Source document >>
________________________________________

Re: Global temporary tables

From: Pavel Stehule <pavel(dot)stehule(at)gmail(dot)com>
To: Konstantin Knizhnik <k(dot)knizhnik(at)postgrespro(dot)ru>
Cc: Craig Ringer <craig(at)2ndquadrant(dot)com>, PostgreSQL Hackers <pgsql-hackers(at)postgresql(dot)org>
Subject: Re: Global temporary tables
Date: 2019-08-18 08:28:26
Message-ID: CAFj8pRBEVp-wp-EAbuHaTuefc1WPg897iBW_1r5-wZ2NKKkNOw@mail.gmail.com
Views: Raw Message | Whole Thread | Download mbox | Resend email
Thread:
Lists: pgsql-hackers

ne 18. 8. 2019 v 9:02 odesílatel Konstantin Knizhnik <
k(dot)knizhnik(at)postgrespro(dot)ru> napsal:

>
>
> On 16.08.2019 20:17, Pavel Stehule wrote:
>
>
>
> pá 16. 8. 2019 v 16:12 odesílatel Konstantin Knizhnik <
> k(dot)knizhnik(at)postgrespro(dot)ru> napsal:
>
>> I did more investigations of performance of global temp tables with
>> shared buffers vs. vanilla (local) temp tables.
>>
>> 1. Combination of persistent and temporary tables in the same query.
>>
>> Preparation:
>> create table big(pk bigint primary key, val bigint);
>> insert into big values
>> (generate_series(1,100000000),generate_series(1,100000000));
>> create temp table lt(key bigint, count bigint);
>> create global temp table gt(key bigint, count bigint);
>>
>> Size of table is about 6Gb, I run this test on desktop with 16GB of RAM
>> and postgres with 1Gb shared buffers.
>> I run two queries:
>>
>> insert into T (select count(*),pk/P as key from big group by key);
>> select sum(count) from T;
>>
>> where P is (100,10,1) and T is name of temp table (lt or gt).
>> The table below contains times of both queries in msec:
>>
>> Percent of selected data
>> 1%
>> 10%
>> 100%
>> Local temp table
>> 44610
>> 90
>> 47920
>> 891
>> 63414
>> 21612
>> Global temp table
>> 44669
>> 35
>> 47939
>> 298
>> 59159
>> 26015
>>
>> As you can see, time of insertion in temporary table is almost the same
>> and time of traversal of temporary table is about twice smaller for
>> global temp table
>> when it fits in RAM together with persistent table and slightly worser
>> when it doesn't fit.
>>
>>
>>
>> 2. Temporary table only access.
>> The same system, but Postgres is configured with shared_buffers=10GB,
>> max_parallel_workers = 4, max_parallel_workers_per_gather = 4
>>
>> Local temp tables:
>> create temp table local_temp(x1 bigint, x2 bigint, x3 bigint, x4 bigint,
>> x5 bigint, x6 bigint, x7 bigint, x8 bigint, x9 bigint);
>> insert into local_temp values
>> (generate_series(1,100000000),0,0,0,0,0,0,0,0);
>> select sum(x1) from local_temp;
>>
>> Global temp tables:
>> create global temporary table global_temp(x1 bigint, x2 bigint, x3
>> bigint, x4 bigint, x5 bigint, x6 bigint, x7 bigint, x8 bigint, x9 bigint);
>> insert into global_temp values
>> (generate_series(1,100000000),0,0,0,0,0,0,0,0);
>> select sum(x1) from global_temp;
>>
>> Results (msec):
>>
>> Insert
>> Select
>> Local temp table 37489
>> 48322
>> Global temp table 44358
>> 3003
>>
>> So insertion in local temp table is performed slightly faster but select
>> is 16 times slower!

________________________________________

Information supplied >>

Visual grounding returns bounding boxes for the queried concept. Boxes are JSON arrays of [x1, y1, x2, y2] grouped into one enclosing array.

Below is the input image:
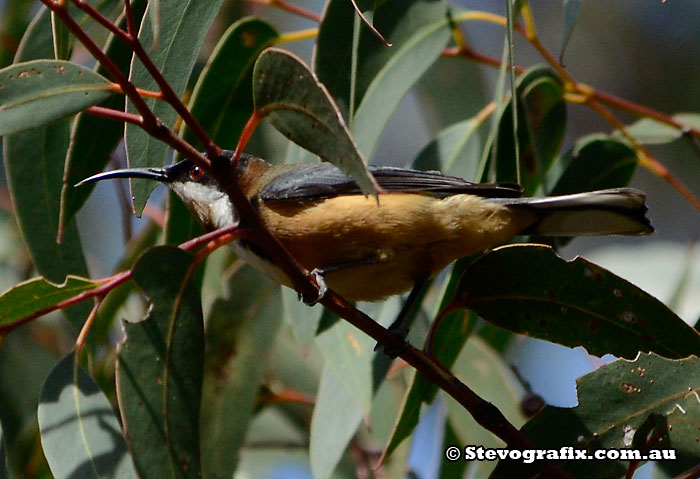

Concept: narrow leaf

________________________________________

What needs to be done >>
Copy verbatim the passage of the global temporary tables post that runs from "ne 18. 8. 2019" up to and including "(local) temp tables.".

Final result >>
ne 18. 8. 2019 v 9:02 odesílatel Konstantin Knizhnik <
k(dot)knizhnik(at)postgrespro(dot)ru> napsal:

>
>
> On 16.08.2019 20:17, Pavel Stehule wrote:
>
>
>
> pá 16. 8. 2019 v 16:12 odesílatel Konstantin Knizhnik <
> k(dot)knizhnik(at)postgrespro(dot)ru> napsal:
>
>> I did more investigations of performance of global temp tables with
>> shared buffers vs. vanilla (local) temp tables.